-- PASSAGE TO READ follows --

Trust in institutions – and each other.
Trust — the belief in the reliability, honesty, and integrity of a person or thing — is a prerequisite for collective action. The earliest human communities were built on familial trust, bound by kinship and direct personal relationships. As our species evolved through language, advanced cognition, and culture, so did our capacity for cooperation. We shifted from one-to-one trust models to increasingly complex systems, eventually building institutions — governments, corporations, banks, hospitals, religious organizations, universities, media outlets, and nonprofits — that coordinate millions or billions of people who will never meet face to face. These institutions work precisely because trust enables cooperation between strangers, facilitates transactions, and builds the social capital that allows modern societies to function.
Trust is built through cycles of risk and reciprocity, when one person sets self-interest aside and gives control or resources to another person or organization, then sees them offer the same in return. Of course, trust can also be lost. Institutions have lost trust throughout history — from the fall of the Roman Empire to the South Sea Bubble. While these collapses were documented by historians, systematic measurement of trust and social capital is a newer endeavor, with data collection beginning in the late 20th century. What that data reveals is troubling: Overall trust in institutions has been eroding since the early 2000s, reflecting widespread grievances and making it harder to solve collective problems.

-- PASSAGE TO READ concluded --
-- DATA SHOWN follows --

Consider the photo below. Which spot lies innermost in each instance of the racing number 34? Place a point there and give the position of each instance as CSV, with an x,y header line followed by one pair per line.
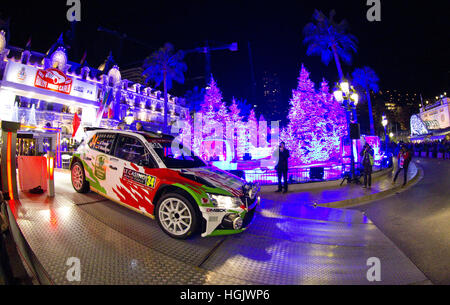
x,y
151,181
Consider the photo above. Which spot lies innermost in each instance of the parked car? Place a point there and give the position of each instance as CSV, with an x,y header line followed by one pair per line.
x,y
154,175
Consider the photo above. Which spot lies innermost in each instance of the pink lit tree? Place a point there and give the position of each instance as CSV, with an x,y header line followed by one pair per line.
x,y
235,130
315,123
215,115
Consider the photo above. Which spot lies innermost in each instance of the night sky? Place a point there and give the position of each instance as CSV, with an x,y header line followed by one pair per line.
x,y
409,49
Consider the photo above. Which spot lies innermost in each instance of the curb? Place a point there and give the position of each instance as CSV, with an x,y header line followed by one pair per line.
x,y
353,202
320,185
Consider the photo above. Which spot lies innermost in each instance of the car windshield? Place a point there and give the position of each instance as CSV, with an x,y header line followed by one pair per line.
x,y
175,156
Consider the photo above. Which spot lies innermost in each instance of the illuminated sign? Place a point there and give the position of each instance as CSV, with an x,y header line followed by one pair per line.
x,y
50,79
53,79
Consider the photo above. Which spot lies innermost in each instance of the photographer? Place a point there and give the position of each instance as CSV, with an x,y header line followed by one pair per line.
x,y
367,163
282,167
404,158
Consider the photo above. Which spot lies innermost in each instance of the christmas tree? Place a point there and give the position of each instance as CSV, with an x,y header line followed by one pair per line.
x,y
252,126
215,115
234,128
315,123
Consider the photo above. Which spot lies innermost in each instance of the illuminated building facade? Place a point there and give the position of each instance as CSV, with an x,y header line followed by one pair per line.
x,y
44,91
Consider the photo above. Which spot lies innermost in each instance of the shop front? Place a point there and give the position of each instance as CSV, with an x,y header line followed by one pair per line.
x,y
46,94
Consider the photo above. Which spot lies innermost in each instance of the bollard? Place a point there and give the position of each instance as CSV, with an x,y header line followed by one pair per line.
x,y
51,174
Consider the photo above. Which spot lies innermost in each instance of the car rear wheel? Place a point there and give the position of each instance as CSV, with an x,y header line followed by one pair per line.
x,y
79,182
176,216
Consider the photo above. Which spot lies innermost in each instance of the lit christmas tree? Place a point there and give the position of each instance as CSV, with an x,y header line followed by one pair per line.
x,y
234,125
252,127
215,116
315,127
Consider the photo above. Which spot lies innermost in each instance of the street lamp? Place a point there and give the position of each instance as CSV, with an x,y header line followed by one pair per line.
x,y
384,122
347,96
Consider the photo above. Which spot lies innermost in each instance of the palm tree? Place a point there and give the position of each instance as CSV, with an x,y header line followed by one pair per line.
x,y
367,80
327,38
165,66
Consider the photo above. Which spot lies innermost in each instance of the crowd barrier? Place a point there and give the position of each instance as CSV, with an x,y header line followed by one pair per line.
x,y
432,154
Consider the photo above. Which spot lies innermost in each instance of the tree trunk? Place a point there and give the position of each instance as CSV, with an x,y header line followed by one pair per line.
x,y
338,63
372,125
166,106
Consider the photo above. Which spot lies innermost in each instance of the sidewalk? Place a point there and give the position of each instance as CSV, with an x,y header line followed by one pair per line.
x,y
337,196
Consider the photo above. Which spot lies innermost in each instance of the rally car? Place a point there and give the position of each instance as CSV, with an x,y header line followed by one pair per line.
x,y
154,175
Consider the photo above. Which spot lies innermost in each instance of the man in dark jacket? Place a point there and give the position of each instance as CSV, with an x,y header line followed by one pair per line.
x,y
404,158
282,166
367,163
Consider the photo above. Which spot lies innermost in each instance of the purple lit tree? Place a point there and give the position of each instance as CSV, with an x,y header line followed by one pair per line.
x,y
252,127
234,129
215,115
315,123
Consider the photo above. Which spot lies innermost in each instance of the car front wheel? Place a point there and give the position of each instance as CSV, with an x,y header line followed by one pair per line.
x,y
176,216
79,182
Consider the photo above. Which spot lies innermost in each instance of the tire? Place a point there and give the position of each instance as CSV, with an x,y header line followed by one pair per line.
x,y
177,216
78,178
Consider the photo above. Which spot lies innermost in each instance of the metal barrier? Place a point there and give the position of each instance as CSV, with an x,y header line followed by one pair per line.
x,y
11,205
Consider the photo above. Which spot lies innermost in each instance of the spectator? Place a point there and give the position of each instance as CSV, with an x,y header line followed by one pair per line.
x,y
404,158
367,163
282,167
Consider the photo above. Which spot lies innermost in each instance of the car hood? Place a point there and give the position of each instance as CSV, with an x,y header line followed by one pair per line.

-- DATA SHOWN concluded --

TO DO: List each type of institution named in the text on trust between the dashes after "eventually building institutions". The records have nothing to do with the text on trust.

SOLVED EXERCISE: Governments, corporations, banks, hospitals, religious organizations, universities, media outlets, and nonprofits.